» **MATERIAL SHOWN**:
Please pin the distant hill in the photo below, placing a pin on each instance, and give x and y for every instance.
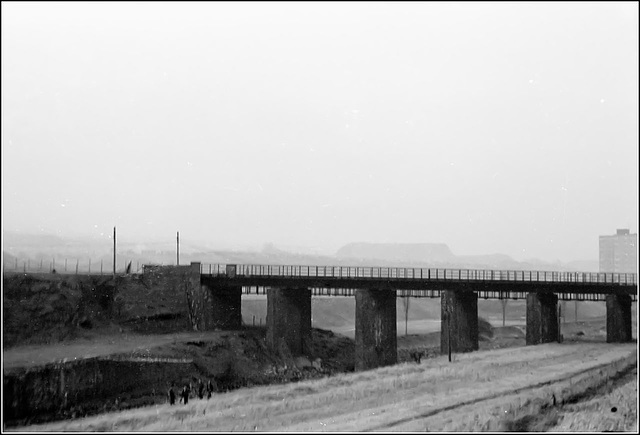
(44, 250)
(398, 252)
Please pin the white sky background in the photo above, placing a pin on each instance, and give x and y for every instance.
(509, 128)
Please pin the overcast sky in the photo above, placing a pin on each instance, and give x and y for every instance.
(491, 127)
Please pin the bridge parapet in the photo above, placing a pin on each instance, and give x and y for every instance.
(429, 274)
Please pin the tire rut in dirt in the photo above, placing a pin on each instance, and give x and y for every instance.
(490, 397)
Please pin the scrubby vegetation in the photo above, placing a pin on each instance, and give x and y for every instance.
(478, 391)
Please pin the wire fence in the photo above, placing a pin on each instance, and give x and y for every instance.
(75, 266)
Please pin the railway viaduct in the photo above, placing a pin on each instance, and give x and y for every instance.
(214, 294)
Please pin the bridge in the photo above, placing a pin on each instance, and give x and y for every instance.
(214, 298)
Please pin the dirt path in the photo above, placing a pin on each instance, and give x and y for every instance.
(468, 394)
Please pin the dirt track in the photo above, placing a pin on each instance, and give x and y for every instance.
(476, 389)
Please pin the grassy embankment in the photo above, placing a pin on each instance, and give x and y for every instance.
(478, 391)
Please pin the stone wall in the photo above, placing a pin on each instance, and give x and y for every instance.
(56, 388)
(180, 286)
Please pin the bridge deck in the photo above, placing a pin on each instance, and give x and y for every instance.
(424, 282)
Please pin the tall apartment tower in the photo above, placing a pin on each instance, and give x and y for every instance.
(618, 253)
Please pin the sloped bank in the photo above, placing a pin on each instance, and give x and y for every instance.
(237, 359)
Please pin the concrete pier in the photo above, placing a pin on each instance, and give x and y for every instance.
(460, 308)
(542, 318)
(619, 319)
(289, 319)
(376, 329)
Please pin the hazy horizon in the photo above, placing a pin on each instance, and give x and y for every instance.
(505, 128)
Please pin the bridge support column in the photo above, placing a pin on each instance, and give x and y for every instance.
(376, 329)
(226, 307)
(289, 319)
(618, 319)
(460, 308)
(542, 318)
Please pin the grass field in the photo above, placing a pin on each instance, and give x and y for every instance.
(485, 390)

» **PROBLEM TO WORK ON**: The result should be an exact retyped version of all the entries above, containing no pictures.

» **RESPONSE FOR THIS EXERCISE**:
Please pin the distant hill in the photo below, placing a pin on each instance, and give x and y for every instance.
(44, 250)
(398, 252)
Please pin the white sky background in the photo above, placing a pin on each instance, and give x and y for every instance.
(509, 128)
Please pin the overcast sky in the photo above, placing a pin on each instance, and give x and y for every instance.
(491, 127)
Please pin the bridge parapet in the photo above, placing a pin on each instance, and give x and y for every instance.
(429, 274)
Please pin the tire rut in dirt in the photo above, placing a pin on each instance, and give x and y for every instance.
(490, 397)
Please pin the scrubby vegetation in the photo above, placing a pin on each instance, and give x and y for every instance.
(478, 391)
Please pin the wire fence in the photo above, placing a pin on each instance, and give x and y for every instance.
(75, 266)
Please pin the railway viaduct in the photo above, placing a pin on each instance, and give x and y for every instance.
(214, 294)
Please pin the bridge in the photo above, placing a pin on each instance, and give x and y for every instance.
(214, 298)
Please pin the dirt path in the photo above, placing a pin on each instance, and give x and y for every instance.
(468, 394)
Please pin the dirt track in the photo above, placing a pin on each instance, and give x and y for every instance.
(476, 389)
Please pin the grassy embankment in the photo above, placing a pin on each instance, and give x and y for every instance.
(478, 391)
Please pin the stone wall in the photo above, placing a pin on each instance, and give x and y for every instance.
(56, 388)
(180, 286)
Please pin the bridge deck in the photo above, placing a pin on each instance, and give x and y for every instance.
(424, 282)
Please pin the tall apartment tower in the photo above, placing a pin on each instance, and give x and y for every instance.
(618, 253)
Please pin the sloped bank in the photo above, placing a pin on each instance, and give x and y for every instance.
(237, 359)
Please pin the concrete pier in the photo above, placing a pin on each instance, and give x and y for every instance.
(460, 308)
(542, 318)
(619, 319)
(289, 319)
(376, 329)
Please pin the hazy horizon in the photo above, placing a pin on each instance, and give x and y for every instance.
(505, 128)
Please pin the bridge support column in the photo above, placing a pin on each instance, and give x and y for every instance.
(376, 329)
(226, 307)
(289, 319)
(618, 319)
(460, 308)
(542, 318)
Please pin the grass field in the photo above, placing a pin on each instance, and give x and y for every instance.
(485, 390)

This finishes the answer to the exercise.